╔══
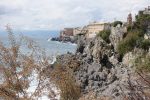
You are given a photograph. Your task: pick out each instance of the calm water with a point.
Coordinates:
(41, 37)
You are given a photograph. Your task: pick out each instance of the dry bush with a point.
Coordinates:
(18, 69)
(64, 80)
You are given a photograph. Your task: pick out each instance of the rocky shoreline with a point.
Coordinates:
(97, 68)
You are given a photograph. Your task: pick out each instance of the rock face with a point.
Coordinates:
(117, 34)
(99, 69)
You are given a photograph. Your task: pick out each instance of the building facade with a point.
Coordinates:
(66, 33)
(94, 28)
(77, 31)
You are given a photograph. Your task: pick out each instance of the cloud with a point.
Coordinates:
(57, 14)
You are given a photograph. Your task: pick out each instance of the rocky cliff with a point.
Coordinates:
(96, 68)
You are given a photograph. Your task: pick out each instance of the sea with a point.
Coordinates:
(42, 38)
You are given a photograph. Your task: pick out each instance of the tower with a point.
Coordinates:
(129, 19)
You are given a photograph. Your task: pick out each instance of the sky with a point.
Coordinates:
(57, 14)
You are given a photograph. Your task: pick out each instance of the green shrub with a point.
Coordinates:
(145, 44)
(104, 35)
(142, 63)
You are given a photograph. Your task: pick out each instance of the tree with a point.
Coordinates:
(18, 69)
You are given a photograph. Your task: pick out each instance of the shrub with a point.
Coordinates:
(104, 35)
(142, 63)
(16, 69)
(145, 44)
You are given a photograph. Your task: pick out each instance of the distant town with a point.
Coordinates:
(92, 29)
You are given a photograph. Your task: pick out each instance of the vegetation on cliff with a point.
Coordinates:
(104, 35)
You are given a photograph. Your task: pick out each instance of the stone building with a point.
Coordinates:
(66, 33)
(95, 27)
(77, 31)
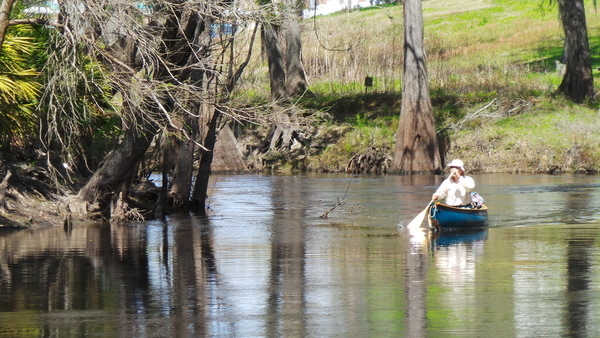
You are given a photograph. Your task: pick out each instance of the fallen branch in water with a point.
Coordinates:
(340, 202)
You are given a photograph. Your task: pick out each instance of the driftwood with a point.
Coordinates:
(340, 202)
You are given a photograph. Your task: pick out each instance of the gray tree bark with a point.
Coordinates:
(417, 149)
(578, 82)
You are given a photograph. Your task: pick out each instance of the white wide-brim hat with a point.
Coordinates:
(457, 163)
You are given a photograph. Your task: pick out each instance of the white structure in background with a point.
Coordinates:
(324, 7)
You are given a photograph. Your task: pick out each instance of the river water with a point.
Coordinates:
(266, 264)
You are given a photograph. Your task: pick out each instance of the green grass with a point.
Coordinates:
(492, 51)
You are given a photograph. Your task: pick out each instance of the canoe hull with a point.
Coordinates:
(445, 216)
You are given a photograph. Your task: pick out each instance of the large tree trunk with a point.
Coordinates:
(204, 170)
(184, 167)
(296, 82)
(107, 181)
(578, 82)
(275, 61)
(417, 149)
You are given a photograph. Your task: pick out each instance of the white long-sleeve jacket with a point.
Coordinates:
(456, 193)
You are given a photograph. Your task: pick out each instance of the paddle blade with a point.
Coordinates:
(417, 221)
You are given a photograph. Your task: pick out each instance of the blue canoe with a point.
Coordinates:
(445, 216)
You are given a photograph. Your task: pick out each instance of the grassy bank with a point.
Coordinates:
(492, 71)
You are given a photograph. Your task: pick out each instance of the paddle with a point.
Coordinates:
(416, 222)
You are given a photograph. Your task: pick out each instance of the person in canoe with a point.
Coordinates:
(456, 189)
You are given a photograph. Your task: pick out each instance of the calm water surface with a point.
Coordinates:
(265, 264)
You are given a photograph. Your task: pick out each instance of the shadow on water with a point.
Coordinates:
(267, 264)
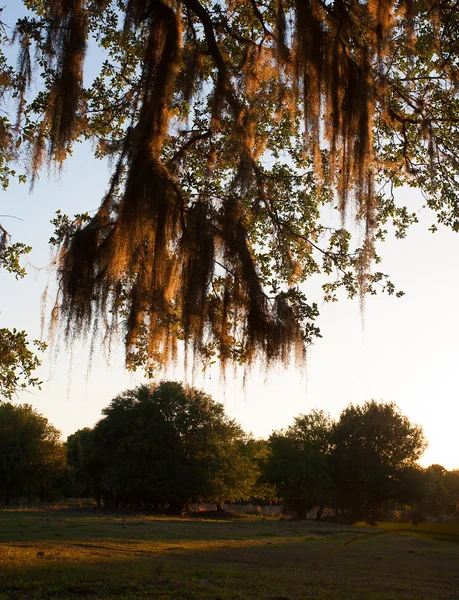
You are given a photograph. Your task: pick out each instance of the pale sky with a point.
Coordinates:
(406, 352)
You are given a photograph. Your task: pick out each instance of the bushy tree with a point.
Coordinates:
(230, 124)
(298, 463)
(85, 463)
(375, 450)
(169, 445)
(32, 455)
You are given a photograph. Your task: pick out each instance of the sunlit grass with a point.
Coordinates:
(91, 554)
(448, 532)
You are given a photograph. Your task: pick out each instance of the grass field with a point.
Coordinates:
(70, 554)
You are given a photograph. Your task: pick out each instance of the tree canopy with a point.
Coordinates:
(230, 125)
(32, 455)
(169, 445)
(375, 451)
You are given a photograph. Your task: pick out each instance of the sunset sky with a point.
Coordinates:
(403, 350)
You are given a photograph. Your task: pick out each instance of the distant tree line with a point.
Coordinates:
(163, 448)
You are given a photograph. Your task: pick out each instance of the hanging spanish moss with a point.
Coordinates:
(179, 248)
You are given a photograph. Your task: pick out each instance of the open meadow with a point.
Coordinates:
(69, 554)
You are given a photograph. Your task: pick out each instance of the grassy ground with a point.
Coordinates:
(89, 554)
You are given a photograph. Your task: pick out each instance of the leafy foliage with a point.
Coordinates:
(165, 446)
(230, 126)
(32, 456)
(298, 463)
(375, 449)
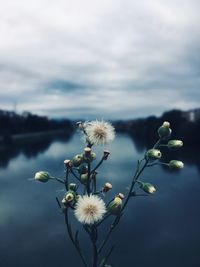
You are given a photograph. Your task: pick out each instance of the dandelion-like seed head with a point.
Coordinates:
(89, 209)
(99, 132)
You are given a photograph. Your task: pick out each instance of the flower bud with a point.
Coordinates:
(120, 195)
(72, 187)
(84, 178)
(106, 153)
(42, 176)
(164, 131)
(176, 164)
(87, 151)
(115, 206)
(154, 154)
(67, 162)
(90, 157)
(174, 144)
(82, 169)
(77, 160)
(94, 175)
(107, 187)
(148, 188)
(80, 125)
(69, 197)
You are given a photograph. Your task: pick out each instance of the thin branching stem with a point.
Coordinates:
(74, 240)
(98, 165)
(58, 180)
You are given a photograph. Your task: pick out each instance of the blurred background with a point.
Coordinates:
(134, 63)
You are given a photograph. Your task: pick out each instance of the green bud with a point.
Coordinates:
╚══
**AIM OF THE EXERCISE:** Render the items as a Markdown table with the columns Row and Line. Number each line, from the line with "grassy ground with a point." through the last line of the items, and omit blank lines and the pictures.

**RESPONSE TO THIS EXERCISE:**
| Row | Line |
|---|---|
| 1 | You are given a photograph. Your task: pick out each instance of the grassy ground with a point. |
| 2 | Coordinates: |
| 3 | (89, 554) |
| 4 | You are given a photograph. Your task: pick out each instance of the leafy foliage with a point. |
| 5 | Coordinates: |
| 6 | (165, 446) |
| 7 | (230, 126) |
| 8 | (32, 456) |
| 9 | (298, 463) |
| 10 | (375, 449) |
| 11 | You are given a photograph. Your task: pick out each instance of the dandelion-like seed head with a point. |
| 12 | Coordinates: |
| 13 | (89, 209) |
| 14 | (99, 132) |
| 15 | You are given a photograph. Your task: pick out each instance of the flower bud with a point. |
| 16 | Coordinates: |
| 17 | (120, 195) |
| 18 | (72, 187) |
| 19 | (84, 178) |
| 20 | (106, 153) |
| 21 | (42, 176) |
| 22 | (164, 131) |
| 23 | (176, 164) |
| 24 | (87, 151) |
| 25 | (115, 206) |
| 26 | (154, 154) |
| 27 | (67, 162) |
| 28 | (90, 157) |
| 29 | (174, 144) |
| 30 | (82, 169) |
| 31 | (77, 160) |
| 32 | (94, 175) |
| 33 | (107, 187) |
| 34 | (148, 188) |
| 35 | (80, 125) |
| 36 | (69, 197) |
| 37 | You are given a photograph. Your task: pick out each instance of the thin branching stem with a point. |
| 38 | Coordinates: |
| 39 | (74, 240) |
| 40 | (98, 165) |
| 41 | (58, 180) |
| 42 | You are given a photograph. Your task: pick out each instance of the blurred background with a point. |
| 43 | Coordinates: |
| 44 | (134, 63) |
| 45 | You are given a photograph. Your task: pick out each instance of the green bud with a point. |
| 46 | Coordinates: |